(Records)

----

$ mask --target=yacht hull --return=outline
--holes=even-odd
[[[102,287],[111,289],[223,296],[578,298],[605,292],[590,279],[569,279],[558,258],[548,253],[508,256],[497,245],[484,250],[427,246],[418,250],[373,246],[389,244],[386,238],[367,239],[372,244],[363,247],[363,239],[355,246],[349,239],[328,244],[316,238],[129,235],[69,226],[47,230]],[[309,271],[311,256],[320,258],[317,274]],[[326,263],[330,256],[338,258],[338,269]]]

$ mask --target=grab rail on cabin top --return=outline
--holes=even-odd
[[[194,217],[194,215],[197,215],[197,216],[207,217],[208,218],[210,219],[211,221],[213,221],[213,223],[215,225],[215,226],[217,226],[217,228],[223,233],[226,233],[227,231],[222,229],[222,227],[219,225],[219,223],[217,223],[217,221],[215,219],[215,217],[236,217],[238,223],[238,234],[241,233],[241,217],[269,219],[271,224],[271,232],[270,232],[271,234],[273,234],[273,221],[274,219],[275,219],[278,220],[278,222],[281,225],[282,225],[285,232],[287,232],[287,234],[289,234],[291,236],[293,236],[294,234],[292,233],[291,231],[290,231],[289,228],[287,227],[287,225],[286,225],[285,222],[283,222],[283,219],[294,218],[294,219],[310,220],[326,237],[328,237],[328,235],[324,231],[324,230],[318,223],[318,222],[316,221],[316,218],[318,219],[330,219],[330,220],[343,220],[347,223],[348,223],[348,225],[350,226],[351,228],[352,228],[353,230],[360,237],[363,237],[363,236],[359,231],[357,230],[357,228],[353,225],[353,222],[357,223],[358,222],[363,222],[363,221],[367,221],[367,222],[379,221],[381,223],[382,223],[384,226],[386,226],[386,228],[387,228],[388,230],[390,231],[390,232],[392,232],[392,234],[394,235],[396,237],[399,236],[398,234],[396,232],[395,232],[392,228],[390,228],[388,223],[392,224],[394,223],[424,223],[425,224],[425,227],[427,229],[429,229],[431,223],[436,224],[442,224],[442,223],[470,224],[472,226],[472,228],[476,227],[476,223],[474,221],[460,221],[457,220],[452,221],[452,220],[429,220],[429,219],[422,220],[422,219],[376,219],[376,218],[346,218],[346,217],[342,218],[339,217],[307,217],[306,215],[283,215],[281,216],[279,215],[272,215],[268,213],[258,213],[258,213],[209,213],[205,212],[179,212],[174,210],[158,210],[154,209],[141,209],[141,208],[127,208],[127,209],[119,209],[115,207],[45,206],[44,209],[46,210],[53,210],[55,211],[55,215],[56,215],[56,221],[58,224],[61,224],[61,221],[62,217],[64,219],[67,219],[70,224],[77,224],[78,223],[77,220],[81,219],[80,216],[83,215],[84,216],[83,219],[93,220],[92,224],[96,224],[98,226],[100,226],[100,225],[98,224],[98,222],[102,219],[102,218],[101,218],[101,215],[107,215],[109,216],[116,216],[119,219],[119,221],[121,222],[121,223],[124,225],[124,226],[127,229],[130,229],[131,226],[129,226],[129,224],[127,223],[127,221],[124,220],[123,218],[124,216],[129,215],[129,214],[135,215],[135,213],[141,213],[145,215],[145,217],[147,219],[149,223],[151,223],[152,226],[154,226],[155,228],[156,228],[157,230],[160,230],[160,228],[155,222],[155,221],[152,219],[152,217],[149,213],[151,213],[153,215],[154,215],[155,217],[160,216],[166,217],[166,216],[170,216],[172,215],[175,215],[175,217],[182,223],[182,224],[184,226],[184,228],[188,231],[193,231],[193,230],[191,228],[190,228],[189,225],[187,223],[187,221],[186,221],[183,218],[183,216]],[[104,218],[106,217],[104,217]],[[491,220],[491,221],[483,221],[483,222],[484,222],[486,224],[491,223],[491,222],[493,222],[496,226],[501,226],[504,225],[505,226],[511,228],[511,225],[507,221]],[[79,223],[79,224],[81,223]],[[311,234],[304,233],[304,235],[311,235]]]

----

What you need to do: From the records above, extract every line exactly as it stands.

Finished exercise:
$ mask --target=yacht hull --return=outline
--holes=even-odd
[[[102,287],[111,289],[223,296],[578,298],[605,292],[590,279],[569,279],[558,258],[548,253],[508,256],[497,245],[484,250],[427,246],[418,250],[373,246],[389,244],[386,238],[367,239],[372,244],[363,247],[363,239],[355,246],[349,239],[328,244],[316,238],[129,235],[69,226],[47,230]],[[309,271],[311,256],[320,258],[317,274]],[[326,263],[330,256],[338,258],[338,269]]]

$ mask --target=grab rail on cabin top --return=outline
--holes=even-odd
[[[194,217],[194,215],[197,215],[197,216],[207,217],[208,218],[210,219],[211,221],[213,221],[213,223],[215,225],[215,226],[217,226],[217,228],[223,233],[226,233],[227,231],[222,229],[222,227],[219,225],[219,223],[217,223],[217,221],[215,219],[215,217],[236,217],[238,223],[238,234],[241,233],[241,217],[269,219],[271,224],[271,232],[270,232],[271,234],[273,234],[273,221],[274,219],[275,219],[278,220],[278,222],[281,225],[282,225],[285,232],[287,232],[287,234],[289,234],[291,236],[293,236],[294,234],[292,233],[291,231],[290,231],[289,228],[287,227],[287,225],[286,225],[285,222],[283,222],[283,219],[294,218],[294,219],[310,220],[326,237],[328,237],[328,235],[324,231],[324,230],[318,223],[318,222],[316,221],[316,218],[318,219],[330,219],[330,220],[343,220],[347,223],[348,223],[348,225],[350,226],[351,228],[352,228],[353,230],[360,237],[363,237],[363,236],[359,231],[357,230],[357,228],[353,225],[353,222],[357,223],[358,222],[363,222],[363,221],[367,221],[367,222],[379,221],[381,223],[382,223],[384,226],[386,226],[386,228],[387,228],[388,230],[390,231],[390,232],[392,232],[392,234],[394,235],[396,237],[399,236],[398,234],[396,232],[395,232],[392,228],[390,228],[388,223],[392,224],[394,223],[424,223],[425,224],[425,227],[427,229],[429,229],[431,223],[436,224],[442,224],[442,223],[470,224],[472,226],[472,228],[476,227],[476,223],[474,221],[460,221],[457,220],[452,221],[452,220],[429,220],[429,219],[422,220],[422,219],[376,219],[376,218],[346,218],[346,217],[342,218],[339,217],[307,217],[306,215],[283,215],[281,216],[279,215],[272,215],[268,213],[258,213],[258,213],[209,213],[205,212],[179,212],[174,210],[158,210],[154,209],[141,209],[141,208],[127,208],[127,209],[119,209],[115,207],[45,206],[44,209],[46,210],[53,210],[55,211],[55,215],[56,215],[56,221],[58,224],[61,224],[61,221],[62,217],[64,219],[67,219],[70,224],[77,224],[78,223],[77,220],[81,219],[80,216],[83,215],[84,216],[83,219],[93,220],[92,224],[96,224],[98,226],[100,226],[100,225],[98,224],[98,222],[102,219],[102,218],[101,218],[101,215],[107,215],[109,216],[116,216],[119,219],[119,221],[121,222],[121,223],[124,225],[124,226],[127,229],[130,229],[131,226],[129,226],[129,224],[127,223],[127,221],[124,220],[123,218],[124,216],[129,215],[129,214],[135,215],[135,213],[141,213],[145,215],[145,217],[147,219],[149,223],[151,223],[152,226],[154,226],[155,228],[156,228],[157,230],[160,230],[160,228],[155,222],[155,221],[152,219],[152,217],[149,213],[151,213],[153,215],[154,215],[155,217],[160,216],[166,217],[166,216],[170,216],[172,215],[175,215],[175,217],[182,223],[182,224],[184,226],[184,228],[188,231],[193,231],[193,230],[191,228],[190,228],[189,225],[187,223],[187,221],[186,221],[183,218],[183,216]],[[104,218],[106,217],[104,217]],[[491,220],[491,221],[483,221],[483,222],[484,222],[486,224],[491,223],[491,222],[493,222],[496,226],[501,226],[504,225],[505,226],[511,228],[511,225],[507,221]],[[79,223],[79,224],[81,223]],[[311,234],[304,233],[304,235],[311,235]]]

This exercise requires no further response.